What you will do: Without any of the pictures, print every record below exactly.

[[ Supplied data, beginning ]]

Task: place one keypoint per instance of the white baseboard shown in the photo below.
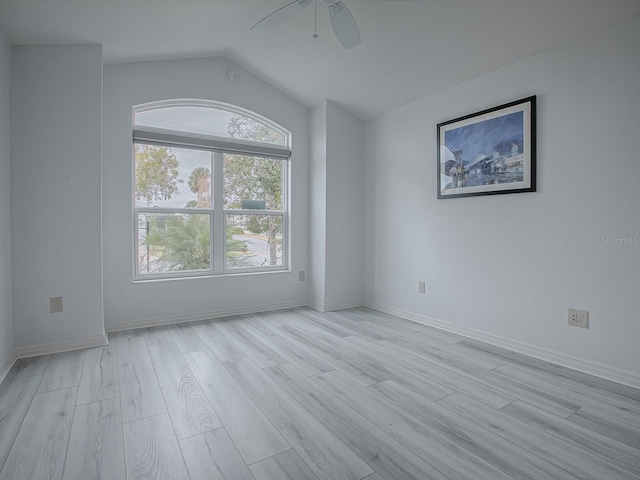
(195, 317)
(61, 347)
(331, 307)
(575, 363)
(4, 369)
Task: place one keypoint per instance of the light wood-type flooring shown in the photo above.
(297, 394)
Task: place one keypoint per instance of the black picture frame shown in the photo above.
(489, 152)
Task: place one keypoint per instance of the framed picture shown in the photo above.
(489, 152)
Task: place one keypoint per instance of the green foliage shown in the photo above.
(200, 185)
(181, 242)
(248, 129)
(254, 178)
(156, 173)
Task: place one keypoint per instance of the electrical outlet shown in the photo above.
(578, 318)
(55, 304)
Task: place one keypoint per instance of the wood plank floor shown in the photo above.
(298, 394)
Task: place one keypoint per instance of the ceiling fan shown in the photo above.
(342, 21)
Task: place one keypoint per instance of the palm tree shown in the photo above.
(181, 242)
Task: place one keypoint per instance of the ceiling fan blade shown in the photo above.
(280, 16)
(344, 25)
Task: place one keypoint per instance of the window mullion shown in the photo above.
(219, 237)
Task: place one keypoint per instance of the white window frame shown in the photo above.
(217, 146)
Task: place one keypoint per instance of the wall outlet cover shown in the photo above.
(55, 304)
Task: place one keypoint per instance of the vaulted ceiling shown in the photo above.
(409, 49)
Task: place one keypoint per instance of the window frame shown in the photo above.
(217, 146)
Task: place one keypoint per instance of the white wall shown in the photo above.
(336, 191)
(509, 266)
(344, 209)
(318, 206)
(6, 315)
(55, 193)
(128, 303)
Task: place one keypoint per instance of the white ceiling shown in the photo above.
(409, 49)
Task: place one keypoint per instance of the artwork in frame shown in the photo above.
(489, 152)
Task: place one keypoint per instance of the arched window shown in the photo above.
(210, 190)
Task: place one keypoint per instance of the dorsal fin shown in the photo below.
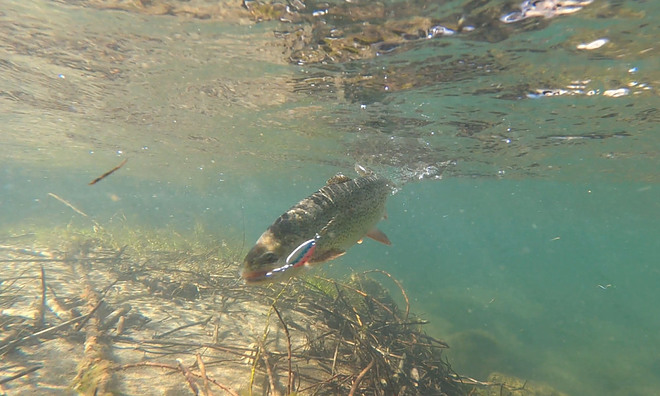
(338, 178)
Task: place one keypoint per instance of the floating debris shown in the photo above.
(593, 45)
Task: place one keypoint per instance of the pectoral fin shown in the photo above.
(378, 235)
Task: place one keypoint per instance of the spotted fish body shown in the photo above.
(329, 221)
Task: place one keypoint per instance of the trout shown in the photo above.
(319, 228)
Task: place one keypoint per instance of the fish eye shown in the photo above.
(268, 258)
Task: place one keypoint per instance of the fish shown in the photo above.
(320, 228)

[[ Supplied data, end ]]

Exercise answer:
Task: place one keypoint per instance of the white baseboard shown in the photo below.
(195, 317)
(61, 347)
(331, 307)
(575, 363)
(4, 369)
Task: place one keypoint per instance of the light wood-type flooring shown in the photo above.
(297, 394)
Task: place one keypoint per instance of the black picture frame shown in the photo above.
(489, 152)
Task: place one keypoint per instance of the framed picture shown in the photo above.
(489, 152)
Task: place one keypoint per instance of the green foliage shown in the photo above.
(200, 185)
(181, 242)
(248, 129)
(254, 178)
(156, 173)
Task: place one keypoint per instance of the electrical outlet shown in the photo above.
(578, 318)
(55, 304)
Task: place one keypoint per instance of the wood plank floor shown in the photo above.
(298, 394)
Task: place one keypoint per instance of the ceiling fan shown in the photo above.
(342, 21)
Task: place one keypoint per instance of the palm tree shown in the photo above.
(181, 242)
Task: place one keypoint per instance of the ceiling fan blade shown in the photo above.
(280, 16)
(344, 25)
Task: place one keypoint per instance of the window mullion shown in the photo above.
(219, 237)
Task: place one keypoint per instance of the white window frame shown in the photo above.
(217, 146)
Task: place one keypoint per instance of the wall outlet cover shown in the photo above.
(55, 304)
Task: place one keypoint per instance of the vaulted ceiling shown in the photo above.
(409, 49)
Task: place one keypoint per instance of the window frame shown in the photo above.
(217, 146)
Task: place one keypoint per instance of the white wall shown in the photo above.
(336, 191)
(509, 266)
(344, 209)
(318, 206)
(6, 315)
(55, 193)
(128, 303)
Task: place one keypoint per instance of the white ceiling shown in the photo above.
(409, 49)
Task: place one keypoint per instance of the artwork in frame shown in the photo above.
(489, 152)
Task: place one keypoint per instance of the arched window shown in the photo above.
(210, 190)
Task: place one keypoint per instance of the dorsal fin shown in the photo below.
(338, 178)
Task: place one keypoint per instance of the floating debris shown in the photo above.
(593, 45)
Task: place one keypoint per instance of the pectoral fin shown in the photo above.
(378, 235)
Task: place one keypoint per instance of the spotted fish body shown in the photo above.
(329, 221)
Task: place one keypoint per instance of the trout shown in the photo above.
(319, 228)
Task: place one keypoint per instance of the fish eye shown in the photo above.
(268, 258)
Task: place one keypoint per instance of the fish shown in the photo above.
(320, 228)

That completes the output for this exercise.